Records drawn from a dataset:
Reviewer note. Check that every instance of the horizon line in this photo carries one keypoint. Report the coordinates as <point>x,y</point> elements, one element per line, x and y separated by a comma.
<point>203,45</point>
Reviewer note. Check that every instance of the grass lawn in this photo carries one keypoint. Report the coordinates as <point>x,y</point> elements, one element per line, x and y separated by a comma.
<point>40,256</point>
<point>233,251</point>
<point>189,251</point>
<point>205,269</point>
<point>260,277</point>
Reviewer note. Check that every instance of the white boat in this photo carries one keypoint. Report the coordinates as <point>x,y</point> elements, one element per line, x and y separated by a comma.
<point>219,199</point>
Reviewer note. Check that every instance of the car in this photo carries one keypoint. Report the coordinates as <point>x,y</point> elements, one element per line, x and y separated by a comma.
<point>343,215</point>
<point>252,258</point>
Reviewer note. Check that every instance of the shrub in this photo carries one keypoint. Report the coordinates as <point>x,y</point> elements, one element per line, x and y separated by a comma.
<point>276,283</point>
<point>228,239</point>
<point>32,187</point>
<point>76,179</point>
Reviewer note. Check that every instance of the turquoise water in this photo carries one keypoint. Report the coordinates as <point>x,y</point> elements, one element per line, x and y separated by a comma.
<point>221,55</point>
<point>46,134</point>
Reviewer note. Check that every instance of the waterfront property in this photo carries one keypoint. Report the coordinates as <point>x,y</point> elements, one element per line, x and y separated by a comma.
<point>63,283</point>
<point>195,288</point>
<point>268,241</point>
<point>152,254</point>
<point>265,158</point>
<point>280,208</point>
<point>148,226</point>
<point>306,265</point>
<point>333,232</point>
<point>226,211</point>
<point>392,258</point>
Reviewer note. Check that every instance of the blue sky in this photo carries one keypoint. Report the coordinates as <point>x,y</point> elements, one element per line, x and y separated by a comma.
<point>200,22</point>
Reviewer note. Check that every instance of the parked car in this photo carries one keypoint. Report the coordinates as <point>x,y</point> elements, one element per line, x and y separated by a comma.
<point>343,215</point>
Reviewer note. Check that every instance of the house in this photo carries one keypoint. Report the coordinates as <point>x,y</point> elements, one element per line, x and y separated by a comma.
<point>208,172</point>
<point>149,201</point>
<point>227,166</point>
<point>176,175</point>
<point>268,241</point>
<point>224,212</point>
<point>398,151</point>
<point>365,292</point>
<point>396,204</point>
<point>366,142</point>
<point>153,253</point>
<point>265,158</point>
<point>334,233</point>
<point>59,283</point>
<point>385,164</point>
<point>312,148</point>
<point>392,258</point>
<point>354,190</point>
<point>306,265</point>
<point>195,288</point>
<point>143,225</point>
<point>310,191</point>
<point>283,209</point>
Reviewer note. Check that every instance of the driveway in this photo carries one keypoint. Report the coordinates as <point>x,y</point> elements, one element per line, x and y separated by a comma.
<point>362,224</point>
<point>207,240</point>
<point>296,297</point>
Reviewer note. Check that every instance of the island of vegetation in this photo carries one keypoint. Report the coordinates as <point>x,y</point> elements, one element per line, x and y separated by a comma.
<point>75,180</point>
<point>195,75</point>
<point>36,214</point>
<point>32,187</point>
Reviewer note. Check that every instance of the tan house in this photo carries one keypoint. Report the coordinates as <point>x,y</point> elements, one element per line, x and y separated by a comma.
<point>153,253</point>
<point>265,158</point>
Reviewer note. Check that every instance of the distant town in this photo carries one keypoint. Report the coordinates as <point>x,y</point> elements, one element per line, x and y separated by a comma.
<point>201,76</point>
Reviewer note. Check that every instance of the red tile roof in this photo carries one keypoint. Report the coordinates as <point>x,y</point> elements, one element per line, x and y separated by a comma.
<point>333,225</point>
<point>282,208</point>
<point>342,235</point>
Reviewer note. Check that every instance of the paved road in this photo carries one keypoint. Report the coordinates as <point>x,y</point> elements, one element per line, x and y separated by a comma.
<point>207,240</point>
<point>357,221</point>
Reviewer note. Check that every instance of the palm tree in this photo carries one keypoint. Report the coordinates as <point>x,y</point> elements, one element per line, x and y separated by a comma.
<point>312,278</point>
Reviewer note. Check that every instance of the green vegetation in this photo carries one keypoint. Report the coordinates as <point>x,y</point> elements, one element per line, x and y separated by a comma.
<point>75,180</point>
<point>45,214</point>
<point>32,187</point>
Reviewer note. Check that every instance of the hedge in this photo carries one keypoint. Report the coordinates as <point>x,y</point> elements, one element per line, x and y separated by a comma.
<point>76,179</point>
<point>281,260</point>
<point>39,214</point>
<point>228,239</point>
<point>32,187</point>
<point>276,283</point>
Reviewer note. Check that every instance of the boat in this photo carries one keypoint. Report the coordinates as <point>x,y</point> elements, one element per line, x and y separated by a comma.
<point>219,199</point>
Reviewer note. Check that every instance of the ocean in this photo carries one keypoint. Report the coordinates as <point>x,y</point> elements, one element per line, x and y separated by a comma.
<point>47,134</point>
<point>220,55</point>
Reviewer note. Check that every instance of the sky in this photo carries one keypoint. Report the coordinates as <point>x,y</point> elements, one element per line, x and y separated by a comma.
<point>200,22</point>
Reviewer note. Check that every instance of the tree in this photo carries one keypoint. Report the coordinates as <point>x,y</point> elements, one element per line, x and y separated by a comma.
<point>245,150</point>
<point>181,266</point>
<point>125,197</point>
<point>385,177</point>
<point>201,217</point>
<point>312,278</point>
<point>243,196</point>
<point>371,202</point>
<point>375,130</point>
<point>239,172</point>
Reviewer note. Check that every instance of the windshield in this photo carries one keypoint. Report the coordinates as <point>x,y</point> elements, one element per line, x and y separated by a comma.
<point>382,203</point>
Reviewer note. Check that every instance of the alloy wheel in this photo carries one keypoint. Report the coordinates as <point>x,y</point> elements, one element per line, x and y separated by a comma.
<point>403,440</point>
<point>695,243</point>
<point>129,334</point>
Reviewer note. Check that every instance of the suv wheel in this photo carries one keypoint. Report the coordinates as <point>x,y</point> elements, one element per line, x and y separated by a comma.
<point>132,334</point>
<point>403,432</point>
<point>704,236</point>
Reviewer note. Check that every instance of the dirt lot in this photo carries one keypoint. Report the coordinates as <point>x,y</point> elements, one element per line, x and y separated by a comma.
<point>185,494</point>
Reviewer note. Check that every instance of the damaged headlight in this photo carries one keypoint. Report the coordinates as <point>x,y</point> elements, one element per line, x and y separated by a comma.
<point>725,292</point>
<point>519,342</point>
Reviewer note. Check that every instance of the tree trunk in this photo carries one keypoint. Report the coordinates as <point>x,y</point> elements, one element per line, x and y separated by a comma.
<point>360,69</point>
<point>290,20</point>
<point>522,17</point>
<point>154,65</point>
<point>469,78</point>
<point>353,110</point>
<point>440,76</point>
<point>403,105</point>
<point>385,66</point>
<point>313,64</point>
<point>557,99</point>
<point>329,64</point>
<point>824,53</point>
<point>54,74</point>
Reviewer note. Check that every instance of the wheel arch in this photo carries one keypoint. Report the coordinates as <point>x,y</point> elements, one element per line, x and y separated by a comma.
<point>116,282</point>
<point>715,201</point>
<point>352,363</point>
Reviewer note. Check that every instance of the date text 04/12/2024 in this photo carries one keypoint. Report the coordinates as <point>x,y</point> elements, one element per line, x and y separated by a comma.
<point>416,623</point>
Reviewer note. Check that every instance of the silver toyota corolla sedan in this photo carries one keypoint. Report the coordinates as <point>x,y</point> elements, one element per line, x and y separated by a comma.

## Required work
An exact restatement of the data is required.

## Output of the exercise
Reviewer note. Check that every instance of the horizon line in this photo carries one keypoint. Report the coordinates as <point>x,y</point> elements, one element per line, x and y separated by a comma.
<point>203,45</point>
Reviewer note. Check that every instance of the grass lawn in this photo carries one keypoint. Report the coordinates as <point>x,y</point> elements, one element per line, x and y separated by a comma.
<point>40,256</point>
<point>233,251</point>
<point>189,251</point>
<point>205,269</point>
<point>260,277</point>
Reviewer note. Check that every instance of the white boat in this photo carries one keypoint. Report the coordinates as <point>x,y</point> elements, one element per line, x and y separated by a comma.
<point>219,199</point>
Reviewer note. Check that every instance of the car in this photo carries one keypoint. Report the coordinates as <point>x,y</point> elements, one element per line, x and y separated by a comma.
<point>343,215</point>
<point>252,258</point>
Reviewer note. Check that every instance of the shrub in this photo carries one keypoint. Report the coordinates as <point>x,y</point> elements, one element per line, x and y separated by a comma.
<point>276,283</point>
<point>228,239</point>
<point>32,187</point>
<point>76,179</point>
Reviewer note. Check that every instance of the turquoise water in this photo carries one keypoint. Report the coordinates as <point>x,y</point> elements, one element per line, x and y separated by a comma.
<point>221,55</point>
<point>46,134</point>
Reviewer note. Check that every instance of the waterfront property in this photo carries one keypoint. Report the coordinates as <point>x,y</point> elements, one element per line, x and y separated by a comma.
<point>63,283</point>
<point>195,288</point>
<point>268,241</point>
<point>152,254</point>
<point>265,158</point>
<point>280,208</point>
<point>148,226</point>
<point>306,265</point>
<point>333,232</point>
<point>226,211</point>
<point>392,258</point>
Reviewer note. Check that every instance of the blue sky in this photo carries one keypoint. Report the coordinates as <point>x,y</point> elements, one element per line, x and y separated by a comma.
<point>200,22</point>
Reviewer note. Check that every instance of the parked car in this photo carries one keypoint. Report the coordinates as <point>x,y</point> elements, one element per line, x and y separated by a comma.
<point>343,215</point>
Reviewer note. Check that every instance of the house in this photo carries one keypoint. Report the coordinates as <point>x,y</point> elements, one element per line, x and y separated by a comma.
<point>208,172</point>
<point>149,201</point>
<point>227,166</point>
<point>176,175</point>
<point>268,241</point>
<point>224,212</point>
<point>398,151</point>
<point>365,292</point>
<point>396,204</point>
<point>366,142</point>
<point>153,253</point>
<point>265,158</point>
<point>334,233</point>
<point>59,283</point>
<point>385,164</point>
<point>312,148</point>
<point>392,258</point>
<point>354,190</point>
<point>306,265</point>
<point>195,288</point>
<point>143,225</point>
<point>310,191</point>
<point>283,209</point>
Reviewer note. Check that every instance of the driveway in this photo carries one keypoint. Report the coordinates as <point>x,y</point> elements, one element per line, x and y separated by a comma.
<point>362,224</point>
<point>207,240</point>
<point>296,297</point>
Reviewer note. Check that every instance of the island of vegetation in this photo carries one keypoint. Report the coordinates as <point>x,y</point> elements, one element per line, x and y separated by a comma.
<point>75,180</point>
<point>195,75</point>
<point>36,214</point>
<point>32,187</point>
Reviewer note. Check that every instance of the tan house in this photo carries one keypoint. Report the coordinates as <point>x,y</point> elements, one element per line, x and y separated by a comma.
<point>153,253</point>
<point>265,158</point>
Reviewer note. Check that every instance of the distant town in this photo carries one keypoint. Report the coordinates as <point>x,y</point> elements, one element per line, x and y separated by a comma.
<point>201,76</point>
Reviewer note. Check that every instance of the red tile roof in this photo carries one keypoint. Report the coordinates as <point>x,y</point> elements, one element per line, x and y separated by a comma.
<point>333,225</point>
<point>282,208</point>
<point>342,235</point>
Reviewer note. Check that every instance of the paved road in this photo carries one keypoint. Report the coordinates as <point>x,y</point> elements, one element per line, x and y separated by a comma.
<point>207,240</point>
<point>357,221</point>
Reviewer note. Check that every instance of the palm tree in this photo carries one keypoint. Report the coordinates as <point>x,y</point> elements, one element per line, x and y separated by a comma.
<point>312,278</point>
Reviewer note. Check that every instance of the green vegetation in this photo carries one keypoint. Report the coordinates as <point>x,y</point> elements, one element per line, x and y separated by a comma.
<point>75,180</point>
<point>45,214</point>
<point>32,187</point>
Reviewer note. Check that every instance of the hedge in this photo carries one keypoint. Report the coordinates as <point>x,y</point> elements, one element per line, x and y separated by a comma.
<point>76,179</point>
<point>281,260</point>
<point>39,214</point>
<point>228,239</point>
<point>32,187</point>
<point>276,283</point>
Reviewer note. Check that every instance of the boat in this photo carries one keypoint. Report the coordinates as <point>x,y</point> elements, one element per line, x and y separated by a comma.
<point>219,199</point>
Reviewer note. Check that every instance of the ocean in this photo carries one keypoint. Report the coordinates as <point>x,y</point> elements, one element per line, x and y separated by a comma.
<point>47,134</point>
<point>220,55</point>
Reviewer note. Check that every instance of the sky in this photo carries one keypoint. Report the coordinates as <point>x,y</point> elements, one element per line, x and y separated by a comma.
<point>200,22</point>
Reviewer note. Check that every instance of the tree in this photo carries one keypoint. Report the coordinates as <point>x,y</point> elements, one element per line, x and y separated by a comma.
<point>245,150</point>
<point>181,266</point>
<point>125,197</point>
<point>385,177</point>
<point>201,217</point>
<point>312,278</point>
<point>243,196</point>
<point>371,202</point>
<point>375,130</point>
<point>239,172</point>
Reviewer note. Check that every instance of the windshield in this photo carries one keypoint. Report the coordinates as <point>x,y</point> elements, one element per line, x and y separated by a comma.
<point>382,203</point>
Reviewer note. Check that every instance of the alloy wheel in this photo carries one keypoint. Report the coordinates as <point>x,y</point> elements, one element per line, x and y separated by a comma.
<point>403,440</point>
<point>695,243</point>
<point>129,334</point>
Reviewer note. Check that every instance of the suv wheel in this photo carries one keypoint. Report the coordinates as <point>x,y</point> elements, one element per line, x and y separated by a comma.
<point>132,334</point>
<point>403,432</point>
<point>704,236</point>
Reviewer note. Check that every instance of the dirt lot in this photo carries one keypoint. Report the coordinates as <point>x,y</point> elements, one element per line, x and y separated by a comma.
<point>185,494</point>
Reviewer note. Check that every instance of the damaged headlight in this photo carries one keypoint. Report the coordinates as <point>x,y</point> elements, one element per line, x and y separated by a comma.
<point>725,292</point>
<point>519,342</point>
Reviewer note. Check that every instance of the tree trunk in this photo carries one keypoint. Report the coordinates as <point>x,y</point> elements, one element per line, x and y separated by a comma.
<point>360,69</point>
<point>290,20</point>
<point>522,17</point>
<point>154,65</point>
<point>469,78</point>
<point>353,110</point>
<point>440,76</point>
<point>403,105</point>
<point>385,66</point>
<point>313,64</point>
<point>557,99</point>
<point>329,64</point>
<point>824,53</point>
<point>54,74</point>
Reviewer note. Check that every instance of the wheel arch in this photo carries one keypoint. Report the coordinates as <point>x,y</point> elements, one element per line, x and y separated by a comma.
<point>116,282</point>
<point>715,201</point>
<point>352,363</point>
Reviewer note. Check that every instance of the date text 04/12/2024 in this photo carries one keypoint. Report the coordinates as <point>x,y</point> elements, one element per line, x and y separated by a comma.
<point>416,623</point>
Reviewer note. Check that every instance of the silver toyota corolla sedan in this photo carries one keypoint. Report the coordinates as <point>x,y</point> elements, one element per line, x and y separated by a comma.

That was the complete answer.